#### SET PROBLEM:
Copy the lines below without any change, beginning with the line containing "In this exercise you will find the beard" and continuing through the line containing "(1004, 808)", both included.

————

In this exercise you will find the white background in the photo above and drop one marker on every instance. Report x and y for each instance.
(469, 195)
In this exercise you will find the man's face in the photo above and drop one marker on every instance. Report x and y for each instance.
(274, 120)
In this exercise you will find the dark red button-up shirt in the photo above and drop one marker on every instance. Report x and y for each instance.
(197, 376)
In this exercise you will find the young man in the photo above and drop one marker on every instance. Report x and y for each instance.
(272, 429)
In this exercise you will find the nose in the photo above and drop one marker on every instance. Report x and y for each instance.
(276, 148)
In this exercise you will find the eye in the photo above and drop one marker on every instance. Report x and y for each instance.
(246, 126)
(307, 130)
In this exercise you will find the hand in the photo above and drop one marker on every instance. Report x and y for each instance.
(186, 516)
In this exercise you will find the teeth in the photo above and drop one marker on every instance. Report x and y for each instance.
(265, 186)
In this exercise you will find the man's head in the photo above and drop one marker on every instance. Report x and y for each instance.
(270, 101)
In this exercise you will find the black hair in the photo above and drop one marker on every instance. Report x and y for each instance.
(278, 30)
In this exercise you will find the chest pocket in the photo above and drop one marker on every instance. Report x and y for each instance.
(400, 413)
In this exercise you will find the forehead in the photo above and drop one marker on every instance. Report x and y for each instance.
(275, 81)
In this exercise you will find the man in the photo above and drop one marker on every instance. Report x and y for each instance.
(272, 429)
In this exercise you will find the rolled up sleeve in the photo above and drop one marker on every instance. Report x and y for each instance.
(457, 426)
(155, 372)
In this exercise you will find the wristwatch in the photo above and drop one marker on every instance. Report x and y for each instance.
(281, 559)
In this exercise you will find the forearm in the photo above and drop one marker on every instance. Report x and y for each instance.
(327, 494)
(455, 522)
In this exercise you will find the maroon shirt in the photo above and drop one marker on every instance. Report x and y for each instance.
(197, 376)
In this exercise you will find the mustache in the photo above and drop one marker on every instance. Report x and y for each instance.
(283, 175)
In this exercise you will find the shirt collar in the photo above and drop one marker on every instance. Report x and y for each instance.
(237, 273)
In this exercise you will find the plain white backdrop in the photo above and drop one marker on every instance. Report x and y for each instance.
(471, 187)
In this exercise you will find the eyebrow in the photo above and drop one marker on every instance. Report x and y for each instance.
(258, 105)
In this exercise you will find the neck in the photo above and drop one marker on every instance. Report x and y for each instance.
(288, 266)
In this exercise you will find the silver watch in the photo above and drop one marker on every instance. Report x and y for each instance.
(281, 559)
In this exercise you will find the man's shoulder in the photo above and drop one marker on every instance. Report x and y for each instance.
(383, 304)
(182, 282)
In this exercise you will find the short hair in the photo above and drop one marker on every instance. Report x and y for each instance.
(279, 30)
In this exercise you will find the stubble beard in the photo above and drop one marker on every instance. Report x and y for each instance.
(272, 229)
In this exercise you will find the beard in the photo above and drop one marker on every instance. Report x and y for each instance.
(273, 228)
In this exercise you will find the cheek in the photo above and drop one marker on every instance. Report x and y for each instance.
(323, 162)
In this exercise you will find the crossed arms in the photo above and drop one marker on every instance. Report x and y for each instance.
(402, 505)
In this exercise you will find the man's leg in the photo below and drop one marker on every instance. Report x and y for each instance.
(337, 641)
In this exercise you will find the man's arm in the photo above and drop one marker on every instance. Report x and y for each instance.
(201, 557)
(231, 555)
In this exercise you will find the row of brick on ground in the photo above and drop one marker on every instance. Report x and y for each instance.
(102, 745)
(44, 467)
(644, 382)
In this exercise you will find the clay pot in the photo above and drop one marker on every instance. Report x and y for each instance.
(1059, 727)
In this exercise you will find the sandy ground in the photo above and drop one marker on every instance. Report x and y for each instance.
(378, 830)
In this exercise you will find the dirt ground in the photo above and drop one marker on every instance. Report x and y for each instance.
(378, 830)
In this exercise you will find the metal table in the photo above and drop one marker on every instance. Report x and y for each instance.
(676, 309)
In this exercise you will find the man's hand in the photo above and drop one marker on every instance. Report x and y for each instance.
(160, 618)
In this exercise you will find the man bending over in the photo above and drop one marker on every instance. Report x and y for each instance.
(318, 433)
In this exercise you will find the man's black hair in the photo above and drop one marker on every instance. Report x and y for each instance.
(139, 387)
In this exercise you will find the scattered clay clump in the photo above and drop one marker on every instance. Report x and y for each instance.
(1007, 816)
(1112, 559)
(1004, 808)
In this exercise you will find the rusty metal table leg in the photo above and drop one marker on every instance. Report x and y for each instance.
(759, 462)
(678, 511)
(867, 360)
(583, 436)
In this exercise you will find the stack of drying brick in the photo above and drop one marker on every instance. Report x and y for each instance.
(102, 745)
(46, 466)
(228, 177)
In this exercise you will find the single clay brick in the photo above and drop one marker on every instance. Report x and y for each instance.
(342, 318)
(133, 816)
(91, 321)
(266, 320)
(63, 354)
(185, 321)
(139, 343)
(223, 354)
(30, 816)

————

#### EXERCISE ANSWER:
In this exercise you will find the beard in the photo above and drop one marker on every instance. Report x and y for each instance.
(273, 228)
In this exercise you will find the cheek in the photo above and drop one marker on every instance. Report x and y for each instance.
(323, 162)
In this exercise you will find the crossed arms in the photo above and drop one marker on every instance. Report x and y for each instance.
(402, 505)
In this exercise you will find the man's leg in the photo below and drop one marker on every instance. Report x and y for each instance.
(337, 641)
In this exercise you will find the man's arm in the photo above and drop one marker on every instance. Report x and y for each instance.
(201, 557)
(231, 555)
In this exercise you will find the row of brick on ground in the photo above and drop one marker on every instance. Report x and y for each instance.
(102, 745)
(44, 467)
(644, 382)
In this exercise you will find the clay pot in the photo above and drop one marker on every instance. Report x and y for each instance.
(1059, 727)
In this exercise you will find the sandy ground in the photo above and drop one marker on every instance. Report x and y for each instance.
(378, 830)
In this exercise you will find the dirt ground in the photo above and drop one marker on every instance. Report x and y for each instance.
(378, 830)
In this exercise you will find the metal table in the photo above and drop one marker on every instance. Report x and y for each instance.
(676, 309)
In this exercise you will find the man's hand in the photo above and drop one marker on every instance. Report x and y for each instance.
(160, 618)
In this exercise you will find the man bending over in the photo above and drop one marker on every instance. Report x and y for each instance.
(318, 433)
In this exercise you will find the man's black hair in the photo above and drop one marker on every instance. Report x and y for each instance.
(139, 387)
In this exercise you will find the scattered clay clump in the photo above and drop one marker on every instance. Report x and y for each instance.
(1007, 816)
(1112, 559)
(1004, 808)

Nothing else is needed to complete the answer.